[Brief]
Transcribe, without any alteration, only the lines that begin at the line containing "Where can you spot the stainless" and run to the last line below.

[Input]
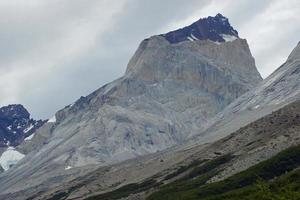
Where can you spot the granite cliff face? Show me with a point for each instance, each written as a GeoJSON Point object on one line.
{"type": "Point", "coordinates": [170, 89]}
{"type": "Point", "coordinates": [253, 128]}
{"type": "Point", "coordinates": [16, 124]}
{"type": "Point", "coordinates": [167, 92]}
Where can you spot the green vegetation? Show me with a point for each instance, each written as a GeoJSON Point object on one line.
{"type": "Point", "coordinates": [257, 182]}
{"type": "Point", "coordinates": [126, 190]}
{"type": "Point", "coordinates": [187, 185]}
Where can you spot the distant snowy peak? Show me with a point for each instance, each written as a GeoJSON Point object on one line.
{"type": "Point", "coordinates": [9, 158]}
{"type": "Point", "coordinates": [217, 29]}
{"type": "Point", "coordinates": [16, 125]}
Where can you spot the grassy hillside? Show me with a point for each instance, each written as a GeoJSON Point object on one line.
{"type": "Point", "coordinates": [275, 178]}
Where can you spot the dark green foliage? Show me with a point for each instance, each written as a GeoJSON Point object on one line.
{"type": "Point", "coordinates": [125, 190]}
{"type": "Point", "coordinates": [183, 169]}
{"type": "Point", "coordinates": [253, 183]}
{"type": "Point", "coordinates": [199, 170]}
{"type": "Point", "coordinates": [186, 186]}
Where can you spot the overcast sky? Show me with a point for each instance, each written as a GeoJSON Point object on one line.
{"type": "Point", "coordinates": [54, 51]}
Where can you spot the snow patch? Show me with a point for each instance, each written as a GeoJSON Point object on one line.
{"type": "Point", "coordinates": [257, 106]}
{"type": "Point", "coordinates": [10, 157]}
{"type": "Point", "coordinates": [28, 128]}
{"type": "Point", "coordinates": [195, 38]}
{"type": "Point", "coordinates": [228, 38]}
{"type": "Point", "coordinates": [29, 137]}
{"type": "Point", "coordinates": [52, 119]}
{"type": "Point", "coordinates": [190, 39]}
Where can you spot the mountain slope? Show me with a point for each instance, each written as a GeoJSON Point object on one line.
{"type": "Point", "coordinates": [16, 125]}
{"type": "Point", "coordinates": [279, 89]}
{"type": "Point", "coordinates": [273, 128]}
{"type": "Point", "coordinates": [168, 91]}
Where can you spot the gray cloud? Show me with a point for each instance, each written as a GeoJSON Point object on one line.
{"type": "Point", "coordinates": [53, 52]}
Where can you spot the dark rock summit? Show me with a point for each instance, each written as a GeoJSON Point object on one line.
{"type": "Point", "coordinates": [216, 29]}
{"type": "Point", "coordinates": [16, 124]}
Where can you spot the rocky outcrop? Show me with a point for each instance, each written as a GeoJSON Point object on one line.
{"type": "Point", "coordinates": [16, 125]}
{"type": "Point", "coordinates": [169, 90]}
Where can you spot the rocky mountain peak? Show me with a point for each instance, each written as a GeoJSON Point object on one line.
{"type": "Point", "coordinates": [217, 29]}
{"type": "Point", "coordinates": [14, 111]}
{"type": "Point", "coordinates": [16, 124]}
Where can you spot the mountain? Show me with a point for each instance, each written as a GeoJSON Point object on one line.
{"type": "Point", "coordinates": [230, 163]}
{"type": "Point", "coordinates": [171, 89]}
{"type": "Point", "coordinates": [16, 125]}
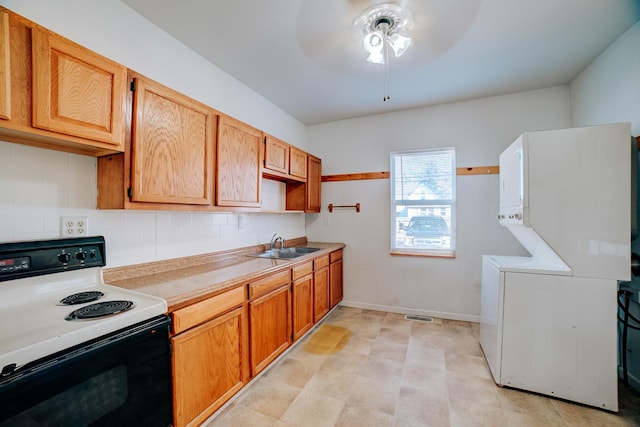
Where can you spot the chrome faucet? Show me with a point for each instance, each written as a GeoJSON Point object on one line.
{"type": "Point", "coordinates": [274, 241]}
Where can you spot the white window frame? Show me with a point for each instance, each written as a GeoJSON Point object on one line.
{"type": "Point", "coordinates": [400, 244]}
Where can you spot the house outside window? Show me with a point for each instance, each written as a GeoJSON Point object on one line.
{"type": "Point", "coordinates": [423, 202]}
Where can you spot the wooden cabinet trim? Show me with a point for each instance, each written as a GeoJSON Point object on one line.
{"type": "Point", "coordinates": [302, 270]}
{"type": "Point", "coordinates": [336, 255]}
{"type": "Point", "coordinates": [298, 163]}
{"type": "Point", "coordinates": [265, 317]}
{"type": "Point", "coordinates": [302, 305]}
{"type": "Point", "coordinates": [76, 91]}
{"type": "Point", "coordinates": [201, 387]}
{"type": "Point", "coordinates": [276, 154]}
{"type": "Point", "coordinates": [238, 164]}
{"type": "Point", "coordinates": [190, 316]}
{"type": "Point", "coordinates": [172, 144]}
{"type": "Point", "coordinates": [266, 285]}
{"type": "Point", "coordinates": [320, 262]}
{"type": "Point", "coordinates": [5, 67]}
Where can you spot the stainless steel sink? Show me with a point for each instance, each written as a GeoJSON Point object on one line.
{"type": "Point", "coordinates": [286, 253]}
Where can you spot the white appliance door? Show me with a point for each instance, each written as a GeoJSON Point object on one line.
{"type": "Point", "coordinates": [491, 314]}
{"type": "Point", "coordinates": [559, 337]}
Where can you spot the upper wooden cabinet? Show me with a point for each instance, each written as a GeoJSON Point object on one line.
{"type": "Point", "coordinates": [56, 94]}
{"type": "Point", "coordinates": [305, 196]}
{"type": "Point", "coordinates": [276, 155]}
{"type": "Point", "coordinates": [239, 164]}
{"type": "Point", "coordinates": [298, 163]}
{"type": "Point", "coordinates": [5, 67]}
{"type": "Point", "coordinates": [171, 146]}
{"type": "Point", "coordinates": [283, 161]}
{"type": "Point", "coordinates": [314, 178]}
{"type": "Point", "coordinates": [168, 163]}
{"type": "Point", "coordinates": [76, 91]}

[Result of this task]
Where can you spot the stainless steel sink? Show me with a point for each instance, each written as a GeoJSON Point object on one line.
{"type": "Point", "coordinates": [286, 253]}
Where can you spot the white appliance door? Show me with a point for each instance, each written as a GeoJSON Point object on one line.
{"type": "Point", "coordinates": [491, 314]}
{"type": "Point", "coordinates": [559, 337]}
Where can you spot the upper wooden cabinet? Show me with a point for each instance, each written as a GeoJSON Point object on one line.
{"type": "Point", "coordinates": [56, 94]}
{"type": "Point", "coordinates": [305, 196]}
{"type": "Point", "coordinates": [276, 155]}
{"type": "Point", "coordinates": [239, 164]}
{"type": "Point", "coordinates": [298, 163]}
{"type": "Point", "coordinates": [5, 67]}
{"type": "Point", "coordinates": [171, 146]}
{"type": "Point", "coordinates": [283, 161]}
{"type": "Point", "coordinates": [314, 178]}
{"type": "Point", "coordinates": [168, 163]}
{"type": "Point", "coordinates": [76, 91]}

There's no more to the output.